◆ Task description:
Exactly reproduce the line that contains "Bound truck door." and all lines after it in the entries below, through the very last line.

- - - -

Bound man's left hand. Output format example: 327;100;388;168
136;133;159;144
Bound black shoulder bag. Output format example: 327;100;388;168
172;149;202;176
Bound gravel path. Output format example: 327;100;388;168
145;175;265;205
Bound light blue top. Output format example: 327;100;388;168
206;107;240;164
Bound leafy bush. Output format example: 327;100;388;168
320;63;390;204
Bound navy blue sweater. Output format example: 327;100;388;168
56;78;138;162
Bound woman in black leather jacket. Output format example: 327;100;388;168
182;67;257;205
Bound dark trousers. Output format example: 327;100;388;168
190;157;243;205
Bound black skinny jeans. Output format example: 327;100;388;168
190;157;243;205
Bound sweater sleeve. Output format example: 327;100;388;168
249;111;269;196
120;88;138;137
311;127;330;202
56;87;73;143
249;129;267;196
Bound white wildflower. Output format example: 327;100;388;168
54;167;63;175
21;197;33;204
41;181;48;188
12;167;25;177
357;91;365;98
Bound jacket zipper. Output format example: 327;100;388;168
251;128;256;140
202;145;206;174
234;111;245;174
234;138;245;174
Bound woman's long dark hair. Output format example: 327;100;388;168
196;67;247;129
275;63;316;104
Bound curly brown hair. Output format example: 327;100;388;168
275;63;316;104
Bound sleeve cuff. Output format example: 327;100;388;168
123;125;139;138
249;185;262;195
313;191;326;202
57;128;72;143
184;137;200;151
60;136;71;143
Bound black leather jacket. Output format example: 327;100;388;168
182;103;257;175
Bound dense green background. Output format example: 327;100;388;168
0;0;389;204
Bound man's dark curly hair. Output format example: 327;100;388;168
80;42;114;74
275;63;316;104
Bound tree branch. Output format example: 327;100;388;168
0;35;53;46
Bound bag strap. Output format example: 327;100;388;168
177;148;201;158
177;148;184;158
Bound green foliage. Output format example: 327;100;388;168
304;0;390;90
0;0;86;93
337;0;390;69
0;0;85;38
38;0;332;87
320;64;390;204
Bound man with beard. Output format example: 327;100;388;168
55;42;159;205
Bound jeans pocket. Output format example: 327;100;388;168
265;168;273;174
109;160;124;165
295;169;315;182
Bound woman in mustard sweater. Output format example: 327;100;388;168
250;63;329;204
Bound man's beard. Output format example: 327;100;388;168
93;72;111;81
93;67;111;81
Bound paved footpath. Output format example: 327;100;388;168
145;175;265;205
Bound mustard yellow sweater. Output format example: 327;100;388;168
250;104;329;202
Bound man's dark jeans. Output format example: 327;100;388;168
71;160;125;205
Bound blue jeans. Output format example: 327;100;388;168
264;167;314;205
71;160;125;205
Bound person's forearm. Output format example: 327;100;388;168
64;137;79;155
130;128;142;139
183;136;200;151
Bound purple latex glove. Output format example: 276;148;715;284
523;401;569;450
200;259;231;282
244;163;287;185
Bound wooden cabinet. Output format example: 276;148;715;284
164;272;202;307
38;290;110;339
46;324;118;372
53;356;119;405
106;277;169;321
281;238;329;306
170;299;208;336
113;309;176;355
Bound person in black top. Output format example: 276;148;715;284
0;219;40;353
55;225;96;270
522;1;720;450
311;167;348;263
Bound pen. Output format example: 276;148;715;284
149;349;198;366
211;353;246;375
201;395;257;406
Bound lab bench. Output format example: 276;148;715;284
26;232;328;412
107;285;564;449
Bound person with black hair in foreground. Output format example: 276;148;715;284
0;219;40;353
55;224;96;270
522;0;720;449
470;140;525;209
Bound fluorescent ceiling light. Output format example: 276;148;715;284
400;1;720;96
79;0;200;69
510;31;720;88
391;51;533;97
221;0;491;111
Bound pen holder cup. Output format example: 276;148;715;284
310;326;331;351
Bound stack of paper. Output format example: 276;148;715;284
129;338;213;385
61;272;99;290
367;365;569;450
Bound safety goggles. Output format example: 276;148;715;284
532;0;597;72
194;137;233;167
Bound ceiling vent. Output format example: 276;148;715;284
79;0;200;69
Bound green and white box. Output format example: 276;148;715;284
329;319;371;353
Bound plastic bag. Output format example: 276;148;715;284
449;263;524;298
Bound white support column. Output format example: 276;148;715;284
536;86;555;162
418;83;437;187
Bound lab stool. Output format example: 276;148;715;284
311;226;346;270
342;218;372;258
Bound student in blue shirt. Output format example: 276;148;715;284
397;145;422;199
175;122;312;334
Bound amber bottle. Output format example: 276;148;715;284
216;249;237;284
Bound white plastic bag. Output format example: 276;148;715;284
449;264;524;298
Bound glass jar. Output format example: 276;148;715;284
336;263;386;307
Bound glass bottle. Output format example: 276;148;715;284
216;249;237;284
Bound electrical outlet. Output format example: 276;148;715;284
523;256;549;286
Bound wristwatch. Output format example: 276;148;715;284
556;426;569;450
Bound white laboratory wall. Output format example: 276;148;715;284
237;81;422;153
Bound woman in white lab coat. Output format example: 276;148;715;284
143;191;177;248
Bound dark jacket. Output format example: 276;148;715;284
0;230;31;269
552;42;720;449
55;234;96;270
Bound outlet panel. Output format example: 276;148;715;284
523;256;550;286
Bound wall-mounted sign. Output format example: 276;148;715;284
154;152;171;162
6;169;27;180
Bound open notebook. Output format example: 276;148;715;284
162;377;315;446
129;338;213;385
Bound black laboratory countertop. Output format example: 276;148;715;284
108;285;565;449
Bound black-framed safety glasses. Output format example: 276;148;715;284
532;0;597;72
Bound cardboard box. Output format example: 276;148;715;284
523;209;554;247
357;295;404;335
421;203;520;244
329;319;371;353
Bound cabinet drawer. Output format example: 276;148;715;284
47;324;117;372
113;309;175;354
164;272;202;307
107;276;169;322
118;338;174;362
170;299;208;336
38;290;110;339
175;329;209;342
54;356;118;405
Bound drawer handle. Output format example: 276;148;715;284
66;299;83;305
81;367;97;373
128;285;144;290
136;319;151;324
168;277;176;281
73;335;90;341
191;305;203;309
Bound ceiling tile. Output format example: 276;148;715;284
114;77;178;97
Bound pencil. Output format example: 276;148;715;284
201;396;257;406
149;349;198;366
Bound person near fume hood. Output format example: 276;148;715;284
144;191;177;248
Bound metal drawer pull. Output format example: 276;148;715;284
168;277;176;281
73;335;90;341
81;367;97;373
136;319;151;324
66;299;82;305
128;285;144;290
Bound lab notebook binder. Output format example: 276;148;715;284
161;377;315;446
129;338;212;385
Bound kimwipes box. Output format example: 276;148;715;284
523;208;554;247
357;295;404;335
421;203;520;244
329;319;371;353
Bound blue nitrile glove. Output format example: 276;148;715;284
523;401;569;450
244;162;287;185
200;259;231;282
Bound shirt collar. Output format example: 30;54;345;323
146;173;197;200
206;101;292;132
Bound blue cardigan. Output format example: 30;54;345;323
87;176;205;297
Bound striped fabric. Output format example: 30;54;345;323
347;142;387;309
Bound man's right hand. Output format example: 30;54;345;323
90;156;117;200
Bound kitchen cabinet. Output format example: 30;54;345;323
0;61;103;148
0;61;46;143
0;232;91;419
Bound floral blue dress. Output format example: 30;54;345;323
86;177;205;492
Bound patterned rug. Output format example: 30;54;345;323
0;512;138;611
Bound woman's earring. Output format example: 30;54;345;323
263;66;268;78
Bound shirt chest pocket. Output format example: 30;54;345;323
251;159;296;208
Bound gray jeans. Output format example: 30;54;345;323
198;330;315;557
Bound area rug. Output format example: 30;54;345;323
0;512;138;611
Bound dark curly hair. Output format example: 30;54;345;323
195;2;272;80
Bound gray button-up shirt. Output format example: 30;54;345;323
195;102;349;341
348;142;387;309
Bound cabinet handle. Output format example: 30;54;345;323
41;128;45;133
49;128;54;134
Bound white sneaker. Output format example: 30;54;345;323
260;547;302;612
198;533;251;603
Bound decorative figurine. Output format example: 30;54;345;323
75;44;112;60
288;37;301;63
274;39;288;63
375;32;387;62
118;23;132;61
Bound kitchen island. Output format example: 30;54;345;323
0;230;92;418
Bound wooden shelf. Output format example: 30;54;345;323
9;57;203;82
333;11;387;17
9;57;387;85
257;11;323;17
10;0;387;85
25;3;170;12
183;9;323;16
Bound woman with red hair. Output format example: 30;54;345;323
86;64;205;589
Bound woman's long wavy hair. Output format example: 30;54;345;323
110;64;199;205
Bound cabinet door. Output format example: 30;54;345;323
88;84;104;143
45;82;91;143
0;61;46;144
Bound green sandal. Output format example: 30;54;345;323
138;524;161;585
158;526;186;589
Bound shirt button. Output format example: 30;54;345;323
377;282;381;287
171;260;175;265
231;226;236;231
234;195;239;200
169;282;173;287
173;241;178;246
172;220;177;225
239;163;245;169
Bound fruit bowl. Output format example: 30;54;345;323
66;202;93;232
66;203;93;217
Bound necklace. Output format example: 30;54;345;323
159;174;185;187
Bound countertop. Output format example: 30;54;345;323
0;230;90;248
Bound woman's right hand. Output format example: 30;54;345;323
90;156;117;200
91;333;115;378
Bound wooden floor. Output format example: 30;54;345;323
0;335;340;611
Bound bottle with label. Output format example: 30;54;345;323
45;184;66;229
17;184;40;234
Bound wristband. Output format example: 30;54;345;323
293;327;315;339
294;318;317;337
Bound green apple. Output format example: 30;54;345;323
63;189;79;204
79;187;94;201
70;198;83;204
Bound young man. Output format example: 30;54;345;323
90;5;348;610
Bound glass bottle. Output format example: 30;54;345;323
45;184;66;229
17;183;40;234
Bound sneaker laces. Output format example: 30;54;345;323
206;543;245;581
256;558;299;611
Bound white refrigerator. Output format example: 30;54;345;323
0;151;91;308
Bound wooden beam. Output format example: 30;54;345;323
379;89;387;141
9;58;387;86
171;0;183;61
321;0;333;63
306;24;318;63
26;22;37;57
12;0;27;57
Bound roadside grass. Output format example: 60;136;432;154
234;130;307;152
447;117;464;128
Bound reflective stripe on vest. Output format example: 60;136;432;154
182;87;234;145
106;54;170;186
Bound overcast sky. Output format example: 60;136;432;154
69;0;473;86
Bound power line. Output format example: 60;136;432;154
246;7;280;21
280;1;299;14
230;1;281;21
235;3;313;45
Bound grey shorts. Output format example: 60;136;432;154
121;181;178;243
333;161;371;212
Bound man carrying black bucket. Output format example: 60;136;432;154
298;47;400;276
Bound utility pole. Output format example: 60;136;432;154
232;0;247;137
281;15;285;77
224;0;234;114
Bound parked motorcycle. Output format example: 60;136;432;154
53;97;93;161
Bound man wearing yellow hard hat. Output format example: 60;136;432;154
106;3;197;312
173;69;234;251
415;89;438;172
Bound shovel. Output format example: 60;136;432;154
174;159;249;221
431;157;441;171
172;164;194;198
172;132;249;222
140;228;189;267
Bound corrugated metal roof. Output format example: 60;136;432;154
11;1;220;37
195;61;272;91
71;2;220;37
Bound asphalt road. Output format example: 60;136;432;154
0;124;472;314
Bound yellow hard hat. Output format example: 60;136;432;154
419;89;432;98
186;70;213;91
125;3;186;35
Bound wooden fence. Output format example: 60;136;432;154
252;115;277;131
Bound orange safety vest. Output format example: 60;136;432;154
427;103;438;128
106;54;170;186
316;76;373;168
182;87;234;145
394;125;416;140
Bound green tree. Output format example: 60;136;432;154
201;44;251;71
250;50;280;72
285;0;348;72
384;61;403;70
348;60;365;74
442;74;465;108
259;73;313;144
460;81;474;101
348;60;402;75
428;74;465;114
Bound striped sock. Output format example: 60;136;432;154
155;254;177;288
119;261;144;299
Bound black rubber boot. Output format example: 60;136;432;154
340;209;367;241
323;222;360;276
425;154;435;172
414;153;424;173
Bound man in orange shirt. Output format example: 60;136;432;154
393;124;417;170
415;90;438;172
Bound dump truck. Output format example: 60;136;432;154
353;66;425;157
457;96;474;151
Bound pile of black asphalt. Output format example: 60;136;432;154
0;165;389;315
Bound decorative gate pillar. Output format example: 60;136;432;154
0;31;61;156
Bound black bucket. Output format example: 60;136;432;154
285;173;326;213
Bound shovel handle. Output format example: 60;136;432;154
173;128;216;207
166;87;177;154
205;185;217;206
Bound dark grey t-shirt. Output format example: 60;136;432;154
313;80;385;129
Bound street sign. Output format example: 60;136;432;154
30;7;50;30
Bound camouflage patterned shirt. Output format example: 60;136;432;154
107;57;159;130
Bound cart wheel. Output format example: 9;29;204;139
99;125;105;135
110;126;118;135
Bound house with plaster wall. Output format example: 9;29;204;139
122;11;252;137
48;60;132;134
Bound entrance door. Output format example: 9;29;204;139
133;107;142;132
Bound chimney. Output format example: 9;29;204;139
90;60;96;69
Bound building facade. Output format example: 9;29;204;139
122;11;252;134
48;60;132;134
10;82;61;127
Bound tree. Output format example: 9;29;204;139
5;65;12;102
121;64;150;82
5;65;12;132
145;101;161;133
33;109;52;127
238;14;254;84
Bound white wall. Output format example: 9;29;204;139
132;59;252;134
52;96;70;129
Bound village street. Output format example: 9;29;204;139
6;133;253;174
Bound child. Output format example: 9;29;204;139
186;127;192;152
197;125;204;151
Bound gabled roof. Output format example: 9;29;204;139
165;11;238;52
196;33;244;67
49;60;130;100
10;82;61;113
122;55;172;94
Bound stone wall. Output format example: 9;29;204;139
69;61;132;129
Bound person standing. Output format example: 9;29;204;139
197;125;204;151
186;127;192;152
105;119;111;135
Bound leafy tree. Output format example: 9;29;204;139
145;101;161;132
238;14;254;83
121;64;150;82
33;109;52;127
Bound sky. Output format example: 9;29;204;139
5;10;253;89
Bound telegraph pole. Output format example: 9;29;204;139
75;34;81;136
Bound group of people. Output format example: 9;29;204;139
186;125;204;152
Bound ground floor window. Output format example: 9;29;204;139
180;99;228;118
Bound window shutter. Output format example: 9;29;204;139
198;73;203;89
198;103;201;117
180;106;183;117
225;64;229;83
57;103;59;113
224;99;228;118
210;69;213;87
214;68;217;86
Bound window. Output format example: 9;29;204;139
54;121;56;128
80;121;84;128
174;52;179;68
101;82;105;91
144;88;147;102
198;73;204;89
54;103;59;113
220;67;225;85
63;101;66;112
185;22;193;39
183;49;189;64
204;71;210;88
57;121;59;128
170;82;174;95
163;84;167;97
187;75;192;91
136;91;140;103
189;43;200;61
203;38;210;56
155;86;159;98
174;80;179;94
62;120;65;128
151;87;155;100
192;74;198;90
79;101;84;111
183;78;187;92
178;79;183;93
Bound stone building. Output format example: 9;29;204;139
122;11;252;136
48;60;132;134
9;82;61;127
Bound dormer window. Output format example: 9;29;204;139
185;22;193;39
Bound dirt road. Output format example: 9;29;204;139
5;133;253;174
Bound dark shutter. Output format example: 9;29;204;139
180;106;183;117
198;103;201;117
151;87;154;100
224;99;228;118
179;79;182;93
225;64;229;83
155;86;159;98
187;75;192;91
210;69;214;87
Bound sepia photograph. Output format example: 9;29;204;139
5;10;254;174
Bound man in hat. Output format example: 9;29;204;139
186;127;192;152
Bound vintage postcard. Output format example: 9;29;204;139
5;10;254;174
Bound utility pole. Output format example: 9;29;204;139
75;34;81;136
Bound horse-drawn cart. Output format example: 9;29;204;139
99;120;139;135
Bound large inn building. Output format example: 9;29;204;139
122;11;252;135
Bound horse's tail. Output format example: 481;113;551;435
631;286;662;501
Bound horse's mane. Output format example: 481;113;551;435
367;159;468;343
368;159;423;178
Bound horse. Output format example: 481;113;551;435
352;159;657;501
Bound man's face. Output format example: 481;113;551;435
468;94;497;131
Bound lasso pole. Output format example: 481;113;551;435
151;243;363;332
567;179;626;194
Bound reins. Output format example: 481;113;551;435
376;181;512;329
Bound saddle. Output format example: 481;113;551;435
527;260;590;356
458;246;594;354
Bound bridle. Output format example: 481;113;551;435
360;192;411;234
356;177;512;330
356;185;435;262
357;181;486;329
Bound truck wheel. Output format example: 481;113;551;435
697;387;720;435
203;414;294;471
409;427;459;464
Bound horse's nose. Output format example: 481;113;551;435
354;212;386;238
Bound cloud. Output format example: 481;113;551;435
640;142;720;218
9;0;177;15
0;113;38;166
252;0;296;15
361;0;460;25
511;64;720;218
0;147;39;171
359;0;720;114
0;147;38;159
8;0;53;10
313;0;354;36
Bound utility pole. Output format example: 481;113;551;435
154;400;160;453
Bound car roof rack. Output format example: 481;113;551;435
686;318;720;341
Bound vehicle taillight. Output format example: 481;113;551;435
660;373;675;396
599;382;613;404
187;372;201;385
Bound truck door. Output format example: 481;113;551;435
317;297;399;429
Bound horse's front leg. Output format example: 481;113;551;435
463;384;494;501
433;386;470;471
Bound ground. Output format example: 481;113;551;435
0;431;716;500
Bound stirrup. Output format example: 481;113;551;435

- - - -

◆ Solution to this exercise:
Bound truck door. Output format example: 481;113;551;435
317;297;399;429
Bound horse's front leg. Output format example: 481;113;551;435
463;384;494;501
433;386;470;471
Bound ground. Output format example: 481;113;551;435
0;431;716;500
Bound stirrup. Output format example: 481;113;551;435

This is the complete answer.